━━ Records ━━

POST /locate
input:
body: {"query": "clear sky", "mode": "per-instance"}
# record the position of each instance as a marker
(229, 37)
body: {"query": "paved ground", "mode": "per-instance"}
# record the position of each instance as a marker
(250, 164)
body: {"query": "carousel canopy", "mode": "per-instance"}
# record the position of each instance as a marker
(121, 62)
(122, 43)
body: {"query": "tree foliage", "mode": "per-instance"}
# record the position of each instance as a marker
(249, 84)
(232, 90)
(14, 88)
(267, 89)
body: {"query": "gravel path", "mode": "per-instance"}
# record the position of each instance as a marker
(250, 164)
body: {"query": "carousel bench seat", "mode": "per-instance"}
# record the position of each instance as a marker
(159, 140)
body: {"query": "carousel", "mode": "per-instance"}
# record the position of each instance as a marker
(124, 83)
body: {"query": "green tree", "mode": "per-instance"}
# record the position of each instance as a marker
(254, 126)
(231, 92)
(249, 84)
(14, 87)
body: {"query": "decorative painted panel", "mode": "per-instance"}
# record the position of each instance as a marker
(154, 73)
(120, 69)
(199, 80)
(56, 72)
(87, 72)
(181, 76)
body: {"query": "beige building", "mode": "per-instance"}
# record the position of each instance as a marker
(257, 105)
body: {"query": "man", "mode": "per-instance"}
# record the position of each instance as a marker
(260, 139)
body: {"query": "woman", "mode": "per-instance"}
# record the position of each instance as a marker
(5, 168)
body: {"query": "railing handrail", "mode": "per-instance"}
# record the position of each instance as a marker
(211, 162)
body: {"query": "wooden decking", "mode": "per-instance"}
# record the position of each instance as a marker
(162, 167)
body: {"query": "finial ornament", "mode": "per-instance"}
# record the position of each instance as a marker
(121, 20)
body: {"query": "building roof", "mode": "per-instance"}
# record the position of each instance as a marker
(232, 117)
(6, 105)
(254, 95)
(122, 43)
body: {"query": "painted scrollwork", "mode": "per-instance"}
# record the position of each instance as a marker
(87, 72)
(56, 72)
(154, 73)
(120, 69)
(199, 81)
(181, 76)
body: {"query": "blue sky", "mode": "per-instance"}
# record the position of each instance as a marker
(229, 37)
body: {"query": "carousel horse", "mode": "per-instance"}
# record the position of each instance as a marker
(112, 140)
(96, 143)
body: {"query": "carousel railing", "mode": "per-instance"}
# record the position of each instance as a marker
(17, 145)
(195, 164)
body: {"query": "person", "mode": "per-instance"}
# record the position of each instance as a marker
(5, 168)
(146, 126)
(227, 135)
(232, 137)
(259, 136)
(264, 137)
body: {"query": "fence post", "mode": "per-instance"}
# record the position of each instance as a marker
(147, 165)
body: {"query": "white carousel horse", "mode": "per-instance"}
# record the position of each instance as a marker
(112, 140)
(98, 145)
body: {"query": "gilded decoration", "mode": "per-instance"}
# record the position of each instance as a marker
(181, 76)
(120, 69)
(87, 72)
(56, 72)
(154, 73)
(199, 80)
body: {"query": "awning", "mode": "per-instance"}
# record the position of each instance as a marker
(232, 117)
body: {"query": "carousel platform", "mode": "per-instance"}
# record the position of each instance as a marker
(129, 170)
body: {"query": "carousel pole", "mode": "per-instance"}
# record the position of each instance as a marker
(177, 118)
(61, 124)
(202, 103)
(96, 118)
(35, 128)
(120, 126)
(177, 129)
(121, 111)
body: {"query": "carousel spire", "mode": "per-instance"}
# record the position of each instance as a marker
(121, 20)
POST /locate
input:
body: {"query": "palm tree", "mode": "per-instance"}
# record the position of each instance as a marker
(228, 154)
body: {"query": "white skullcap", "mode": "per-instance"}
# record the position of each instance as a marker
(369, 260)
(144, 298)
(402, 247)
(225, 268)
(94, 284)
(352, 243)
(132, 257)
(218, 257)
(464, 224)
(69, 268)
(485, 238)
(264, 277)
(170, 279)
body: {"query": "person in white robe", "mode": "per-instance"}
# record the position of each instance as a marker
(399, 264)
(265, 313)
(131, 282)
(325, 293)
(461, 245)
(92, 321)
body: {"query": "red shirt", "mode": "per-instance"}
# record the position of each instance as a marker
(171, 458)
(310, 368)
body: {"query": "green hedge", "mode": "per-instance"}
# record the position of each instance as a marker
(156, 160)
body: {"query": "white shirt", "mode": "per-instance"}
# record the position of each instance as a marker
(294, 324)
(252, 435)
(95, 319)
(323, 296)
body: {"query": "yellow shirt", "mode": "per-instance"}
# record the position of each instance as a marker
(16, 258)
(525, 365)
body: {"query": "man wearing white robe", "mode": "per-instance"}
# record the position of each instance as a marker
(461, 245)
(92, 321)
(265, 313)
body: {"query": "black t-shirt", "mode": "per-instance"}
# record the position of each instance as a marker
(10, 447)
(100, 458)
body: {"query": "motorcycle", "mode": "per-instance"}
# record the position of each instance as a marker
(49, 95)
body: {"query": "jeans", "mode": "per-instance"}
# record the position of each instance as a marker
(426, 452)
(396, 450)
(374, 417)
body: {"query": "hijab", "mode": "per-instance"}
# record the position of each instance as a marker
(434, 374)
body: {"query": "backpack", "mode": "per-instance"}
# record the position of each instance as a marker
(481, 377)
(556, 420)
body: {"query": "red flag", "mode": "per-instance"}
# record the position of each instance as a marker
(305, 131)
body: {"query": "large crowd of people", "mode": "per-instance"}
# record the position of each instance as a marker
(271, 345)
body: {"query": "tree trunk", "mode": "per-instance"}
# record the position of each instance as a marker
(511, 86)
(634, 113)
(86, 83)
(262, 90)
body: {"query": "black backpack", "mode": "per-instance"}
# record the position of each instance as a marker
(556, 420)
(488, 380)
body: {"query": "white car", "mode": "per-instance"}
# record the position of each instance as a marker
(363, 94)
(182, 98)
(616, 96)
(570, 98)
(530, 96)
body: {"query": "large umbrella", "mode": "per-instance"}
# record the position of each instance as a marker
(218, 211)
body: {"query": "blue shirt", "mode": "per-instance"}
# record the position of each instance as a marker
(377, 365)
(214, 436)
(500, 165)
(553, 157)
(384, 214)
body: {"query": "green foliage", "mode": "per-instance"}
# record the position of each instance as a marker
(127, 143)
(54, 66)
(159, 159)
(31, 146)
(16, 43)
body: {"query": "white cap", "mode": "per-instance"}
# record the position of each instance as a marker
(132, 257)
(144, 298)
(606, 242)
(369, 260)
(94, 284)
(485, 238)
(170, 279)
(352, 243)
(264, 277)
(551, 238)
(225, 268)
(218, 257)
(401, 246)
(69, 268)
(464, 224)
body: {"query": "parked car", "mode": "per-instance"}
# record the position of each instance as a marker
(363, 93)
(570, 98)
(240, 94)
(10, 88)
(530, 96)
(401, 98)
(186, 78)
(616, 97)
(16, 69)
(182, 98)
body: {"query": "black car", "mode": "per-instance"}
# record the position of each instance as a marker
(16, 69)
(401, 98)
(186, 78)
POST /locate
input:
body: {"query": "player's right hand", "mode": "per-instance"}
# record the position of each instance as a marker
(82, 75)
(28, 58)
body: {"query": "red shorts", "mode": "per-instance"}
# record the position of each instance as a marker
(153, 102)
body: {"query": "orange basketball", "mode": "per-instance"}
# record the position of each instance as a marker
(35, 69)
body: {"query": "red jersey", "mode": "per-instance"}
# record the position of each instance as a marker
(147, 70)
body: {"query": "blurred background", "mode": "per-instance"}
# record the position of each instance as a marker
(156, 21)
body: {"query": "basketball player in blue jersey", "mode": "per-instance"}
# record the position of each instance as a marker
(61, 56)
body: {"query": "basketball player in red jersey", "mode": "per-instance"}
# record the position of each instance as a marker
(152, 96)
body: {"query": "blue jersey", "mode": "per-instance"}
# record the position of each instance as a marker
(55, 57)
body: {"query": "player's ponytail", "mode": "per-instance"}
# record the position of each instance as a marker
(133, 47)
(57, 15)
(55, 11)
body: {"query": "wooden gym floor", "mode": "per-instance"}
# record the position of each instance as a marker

━━━

Requirements: Return only the lines running from the line with "player in blue" to the last line of the records, both included, exactly as written.

Task answer:
body: {"query": "basketball player in blue jersey", "mode": "per-instance"}
# record the position of each instance as a marker
(61, 56)
body: {"query": "basketball player in red jersey", "mode": "per-instance"}
# record the position of each instance as a marker
(152, 96)
body: {"query": "blue jersey", "mode": "per-instance"}
# record the position of each instance as a marker
(55, 57)
body: {"query": "player's ponytail", "mode": "per-instance"}
# record the position of each instance as a marker
(133, 47)
(57, 15)
(55, 11)
body: {"query": "wooden gym floor", "mode": "per-instance"}
# record the position of each instance as a marker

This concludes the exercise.